Problem to solve: Copy the records below word for word, from the line containing "Pick out the white snow" through the end of the records. Leave the pictures out of your copy.

(Entries taken from a collection)
▶

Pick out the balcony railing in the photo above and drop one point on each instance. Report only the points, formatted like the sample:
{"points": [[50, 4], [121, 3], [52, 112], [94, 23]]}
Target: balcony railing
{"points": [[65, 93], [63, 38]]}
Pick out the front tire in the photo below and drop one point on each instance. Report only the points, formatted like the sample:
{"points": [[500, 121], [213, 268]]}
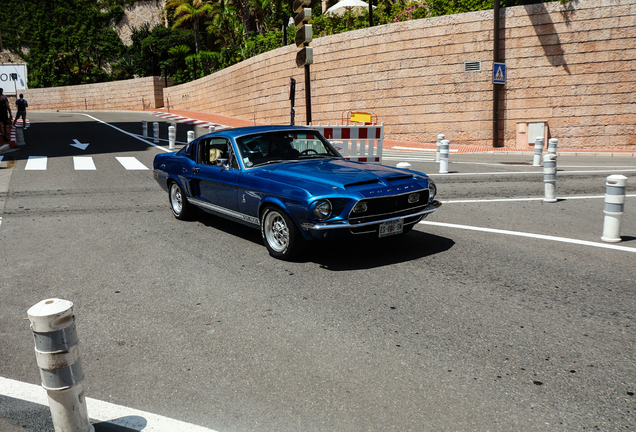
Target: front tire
{"points": [[280, 235], [181, 208]]}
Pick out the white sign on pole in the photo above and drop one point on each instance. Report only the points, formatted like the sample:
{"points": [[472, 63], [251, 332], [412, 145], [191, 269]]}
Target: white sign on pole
{"points": [[13, 78]]}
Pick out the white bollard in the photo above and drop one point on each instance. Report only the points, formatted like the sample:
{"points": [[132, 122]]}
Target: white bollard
{"points": [[58, 357], [440, 138], [549, 177], [614, 207], [444, 149], [172, 135], [538, 151]]}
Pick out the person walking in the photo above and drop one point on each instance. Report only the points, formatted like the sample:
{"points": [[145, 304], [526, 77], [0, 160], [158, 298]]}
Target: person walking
{"points": [[22, 105], [5, 116]]}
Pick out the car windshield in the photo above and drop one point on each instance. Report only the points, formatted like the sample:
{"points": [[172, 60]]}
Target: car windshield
{"points": [[283, 146]]}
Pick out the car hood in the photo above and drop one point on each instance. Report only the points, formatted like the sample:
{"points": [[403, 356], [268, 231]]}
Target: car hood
{"points": [[338, 174]]}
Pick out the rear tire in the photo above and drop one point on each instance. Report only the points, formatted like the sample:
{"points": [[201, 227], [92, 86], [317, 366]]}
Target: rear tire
{"points": [[181, 208], [280, 235]]}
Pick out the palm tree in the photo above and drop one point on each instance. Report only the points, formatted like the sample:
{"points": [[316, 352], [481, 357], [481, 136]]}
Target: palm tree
{"points": [[190, 12]]}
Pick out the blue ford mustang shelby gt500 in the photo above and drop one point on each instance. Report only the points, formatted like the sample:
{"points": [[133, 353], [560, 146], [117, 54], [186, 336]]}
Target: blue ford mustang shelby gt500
{"points": [[291, 183]]}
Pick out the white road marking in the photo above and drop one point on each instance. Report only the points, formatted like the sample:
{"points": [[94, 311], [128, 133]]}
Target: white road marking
{"points": [[102, 411], [36, 163], [83, 163], [524, 199], [535, 236], [131, 163]]}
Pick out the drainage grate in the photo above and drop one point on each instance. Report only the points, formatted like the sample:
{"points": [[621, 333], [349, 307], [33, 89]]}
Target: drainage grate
{"points": [[472, 66]]}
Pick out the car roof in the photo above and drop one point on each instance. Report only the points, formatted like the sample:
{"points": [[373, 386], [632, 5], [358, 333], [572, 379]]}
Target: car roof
{"points": [[249, 130]]}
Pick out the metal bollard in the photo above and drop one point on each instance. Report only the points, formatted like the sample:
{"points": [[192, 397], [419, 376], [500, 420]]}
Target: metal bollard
{"points": [[155, 131], [614, 207], [538, 151], [443, 156], [58, 357], [549, 177], [19, 137], [172, 135], [440, 138]]}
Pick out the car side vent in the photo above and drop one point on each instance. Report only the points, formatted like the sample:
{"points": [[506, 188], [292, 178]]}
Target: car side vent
{"points": [[472, 66], [398, 178]]}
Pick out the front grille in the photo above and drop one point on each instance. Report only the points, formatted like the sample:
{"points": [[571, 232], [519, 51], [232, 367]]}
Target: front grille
{"points": [[388, 207]]}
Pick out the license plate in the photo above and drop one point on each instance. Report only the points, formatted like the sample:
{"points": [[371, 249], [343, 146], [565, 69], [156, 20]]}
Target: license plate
{"points": [[391, 228]]}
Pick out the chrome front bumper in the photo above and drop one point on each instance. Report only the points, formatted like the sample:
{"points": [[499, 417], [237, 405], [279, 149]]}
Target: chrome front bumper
{"points": [[320, 226]]}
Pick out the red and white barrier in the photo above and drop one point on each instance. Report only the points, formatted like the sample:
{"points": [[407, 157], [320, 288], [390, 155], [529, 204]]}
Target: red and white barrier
{"points": [[357, 143]]}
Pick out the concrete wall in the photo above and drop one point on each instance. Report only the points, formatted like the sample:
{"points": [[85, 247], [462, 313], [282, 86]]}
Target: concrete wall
{"points": [[573, 65], [114, 95]]}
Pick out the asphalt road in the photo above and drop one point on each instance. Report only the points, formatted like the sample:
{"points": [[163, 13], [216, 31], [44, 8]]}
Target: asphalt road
{"points": [[443, 329]]}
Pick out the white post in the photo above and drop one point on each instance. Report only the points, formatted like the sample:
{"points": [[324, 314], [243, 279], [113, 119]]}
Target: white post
{"points": [[538, 151], [172, 133], [444, 149], [58, 357], [552, 145], [549, 177], [440, 138], [614, 207]]}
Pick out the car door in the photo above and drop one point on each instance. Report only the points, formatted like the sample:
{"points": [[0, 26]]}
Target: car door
{"points": [[214, 177]]}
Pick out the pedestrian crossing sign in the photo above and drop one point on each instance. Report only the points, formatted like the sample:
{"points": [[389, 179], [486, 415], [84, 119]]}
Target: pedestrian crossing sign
{"points": [[499, 73]]}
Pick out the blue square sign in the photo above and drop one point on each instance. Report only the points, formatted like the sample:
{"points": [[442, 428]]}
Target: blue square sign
{"points": [[499, 73]]}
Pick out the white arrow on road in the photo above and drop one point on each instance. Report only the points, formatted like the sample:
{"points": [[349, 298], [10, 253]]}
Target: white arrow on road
{"points": [[79, 145]]}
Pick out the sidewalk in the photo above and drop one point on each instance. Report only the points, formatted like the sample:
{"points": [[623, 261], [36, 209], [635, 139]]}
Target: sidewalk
{"points": [[406, 145]]}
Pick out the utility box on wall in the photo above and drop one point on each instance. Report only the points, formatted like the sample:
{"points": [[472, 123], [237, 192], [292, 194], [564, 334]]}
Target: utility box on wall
{"points": [[529, 130]]}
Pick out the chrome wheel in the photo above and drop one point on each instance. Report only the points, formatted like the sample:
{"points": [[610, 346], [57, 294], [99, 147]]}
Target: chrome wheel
{"points": [[276, 231]]}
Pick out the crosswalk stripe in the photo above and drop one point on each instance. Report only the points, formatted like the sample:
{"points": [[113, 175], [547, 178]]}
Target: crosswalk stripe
{"points": [[36, 163], [131, 163], [83, 163]]}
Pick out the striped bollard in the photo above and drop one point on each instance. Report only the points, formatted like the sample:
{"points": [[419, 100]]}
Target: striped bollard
{"points": [[440, 138], [172, 134], [444, 148], [538, 151], [58, 357], [614, 207], [552, 145], [549, 177]]}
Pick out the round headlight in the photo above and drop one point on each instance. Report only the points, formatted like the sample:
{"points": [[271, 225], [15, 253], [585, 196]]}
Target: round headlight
{"points": [[360, 207], [432, 189], [323, 209]]}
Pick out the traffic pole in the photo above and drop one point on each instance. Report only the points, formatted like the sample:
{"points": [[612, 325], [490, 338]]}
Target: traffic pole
{"points": [[58, 357], [549, 177], [440, 138]]}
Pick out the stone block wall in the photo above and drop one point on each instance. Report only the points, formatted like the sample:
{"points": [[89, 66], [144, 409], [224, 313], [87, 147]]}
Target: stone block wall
{"points": [[136, 94], [573, 65]]}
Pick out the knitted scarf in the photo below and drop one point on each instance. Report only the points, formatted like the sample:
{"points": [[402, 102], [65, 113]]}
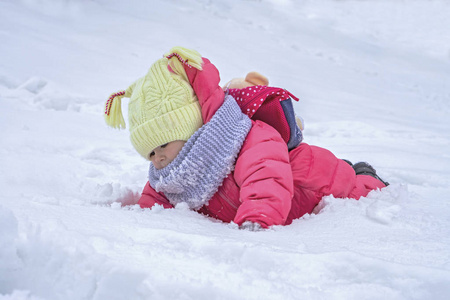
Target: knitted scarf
{"points": [[195, 175]]}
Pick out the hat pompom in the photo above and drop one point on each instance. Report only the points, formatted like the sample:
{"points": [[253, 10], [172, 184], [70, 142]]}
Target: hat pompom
{"points": [[113, 111], [179, 57]]}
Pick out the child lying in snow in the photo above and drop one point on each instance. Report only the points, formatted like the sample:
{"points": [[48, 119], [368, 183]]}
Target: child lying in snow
{"points": [[206, 153]]}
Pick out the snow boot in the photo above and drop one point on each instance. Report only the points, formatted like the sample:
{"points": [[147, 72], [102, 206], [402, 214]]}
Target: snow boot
{"points": [[363, 168]]}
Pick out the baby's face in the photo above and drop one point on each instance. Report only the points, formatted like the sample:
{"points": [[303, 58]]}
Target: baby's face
{"points": [[165, 154]]}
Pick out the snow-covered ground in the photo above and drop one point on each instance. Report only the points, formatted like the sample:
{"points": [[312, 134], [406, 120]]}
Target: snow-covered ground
{"points": [[374, 82]]}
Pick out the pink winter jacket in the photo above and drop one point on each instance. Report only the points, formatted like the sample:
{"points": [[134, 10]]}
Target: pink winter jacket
{"points": [[269, 185]]}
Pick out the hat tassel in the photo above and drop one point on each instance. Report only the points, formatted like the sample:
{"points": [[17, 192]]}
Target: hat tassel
{"points": [[113, 111]]}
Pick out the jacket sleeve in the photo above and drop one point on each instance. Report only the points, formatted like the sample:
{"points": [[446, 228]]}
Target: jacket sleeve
{"points": [[264, 175], [206, 86], [150, 197]]}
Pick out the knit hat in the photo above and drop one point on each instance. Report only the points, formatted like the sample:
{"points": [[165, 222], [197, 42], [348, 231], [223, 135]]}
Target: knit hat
{"points": [[163, 106]]}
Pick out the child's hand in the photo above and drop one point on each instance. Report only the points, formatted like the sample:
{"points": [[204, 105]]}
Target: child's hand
{"points": [[251, 226]]}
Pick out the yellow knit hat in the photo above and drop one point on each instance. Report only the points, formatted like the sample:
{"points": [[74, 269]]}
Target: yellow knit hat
{"points": [[163, 106]]}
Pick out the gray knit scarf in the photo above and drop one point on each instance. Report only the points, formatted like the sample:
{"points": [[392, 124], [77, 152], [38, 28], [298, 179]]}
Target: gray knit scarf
{"points": [[195, 175]]}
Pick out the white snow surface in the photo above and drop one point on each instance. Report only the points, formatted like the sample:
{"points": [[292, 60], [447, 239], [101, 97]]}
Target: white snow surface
{"points": [[373, 78]]}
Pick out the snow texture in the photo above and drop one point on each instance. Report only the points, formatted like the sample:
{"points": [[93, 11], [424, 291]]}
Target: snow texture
{"points": [[373, 78]]}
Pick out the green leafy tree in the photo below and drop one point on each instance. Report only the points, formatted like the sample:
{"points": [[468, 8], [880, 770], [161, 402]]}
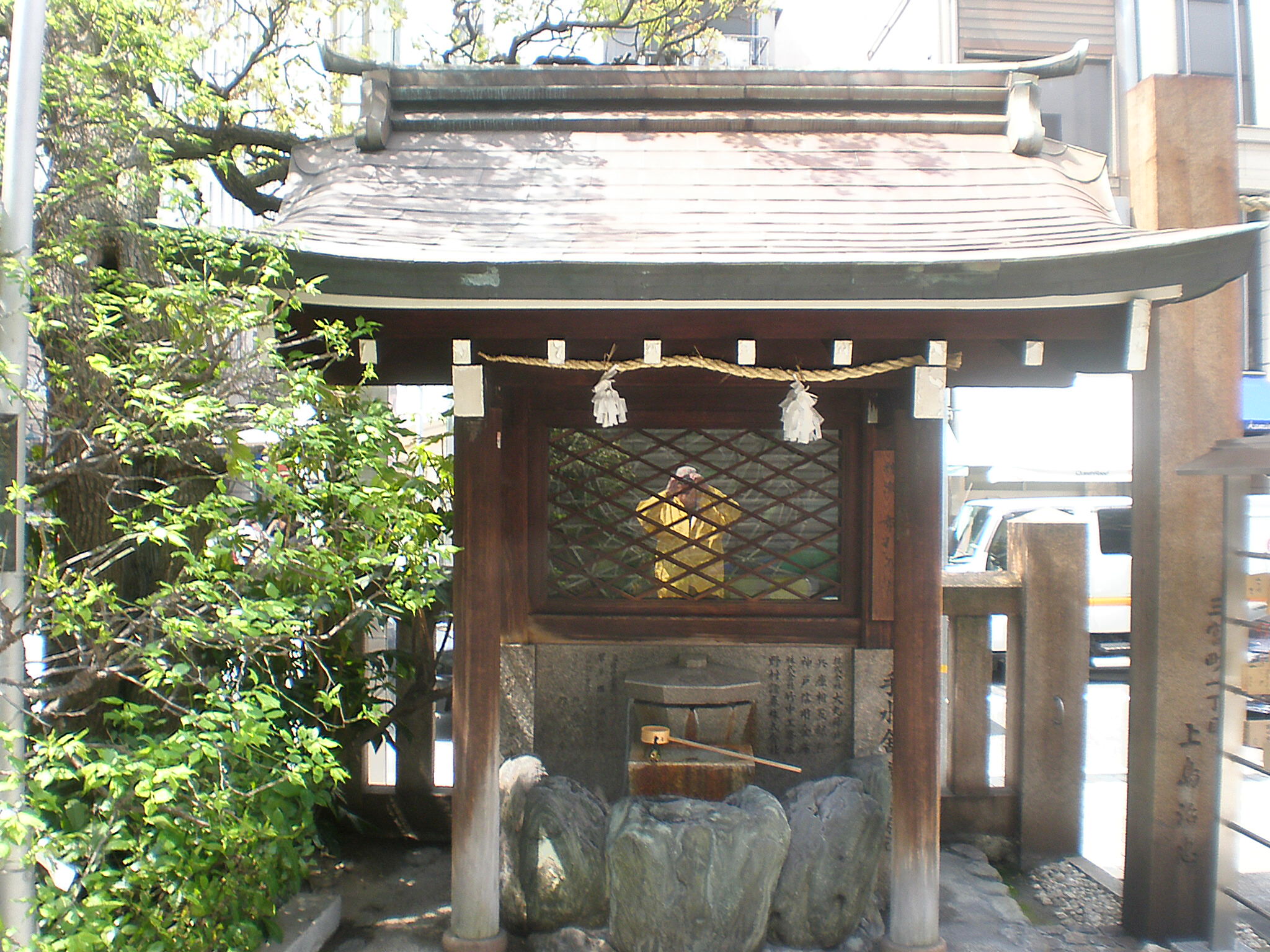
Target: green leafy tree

◀

Result below:
Pick out the white snow surface in the photo above and drop one point on each instance. Report only the points, formatted like the sample:
{"points": [[292, 60], [447, 239], [101, 97]]}
Target: white snow surface
{"points": [[373, 78]]}
Pick out the snow texture in the photo above and drop one point on each instance. Report only the points, formatted like the sample:
{"points": [[93, 11], [424, 291]]}
Target: snow texture
{"points": [[373, 78]]}
Pick out the green leafy tree in the photo below and drop one point on each instance. Report only the points, formatted like the sample:
{"points": [[468, 8], [880, 770], [161, 402]]}
Target: green leafy tree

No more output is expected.